* **The task**: Write out the full listing exactly as given, minus the images.

* **Input records**:
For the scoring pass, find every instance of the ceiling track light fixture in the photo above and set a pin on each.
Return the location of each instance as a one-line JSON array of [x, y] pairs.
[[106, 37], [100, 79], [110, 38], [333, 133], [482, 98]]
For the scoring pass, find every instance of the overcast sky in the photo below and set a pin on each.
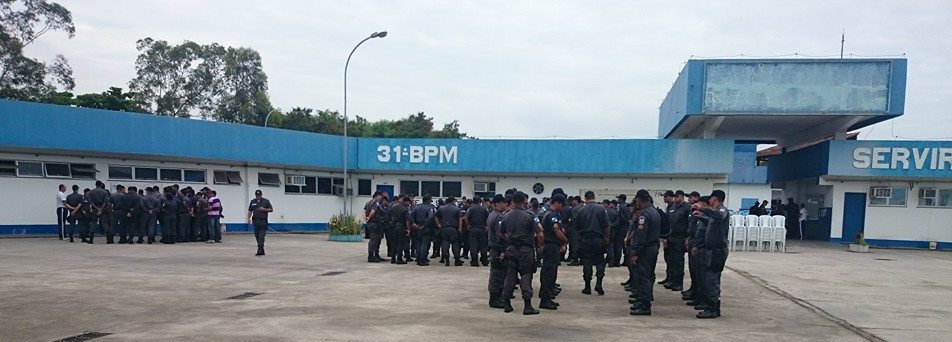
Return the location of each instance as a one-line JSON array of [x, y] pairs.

* **Response to this exercise**:
For the scoring pass, find every instance of the ceiling track light fixture in the photo above and set a pin on each.
Return the location of each instance as a one-line JSON array of [x, y] pairs.
[[106, 37], [100, 79], [110, 38], [333, 133], [482, 98]]
For the scoring pass, find every instance of the overcast sky in the photo below and set a pin on each.
Return the location of each instance as a one-line JSON array of [x, y] pairs.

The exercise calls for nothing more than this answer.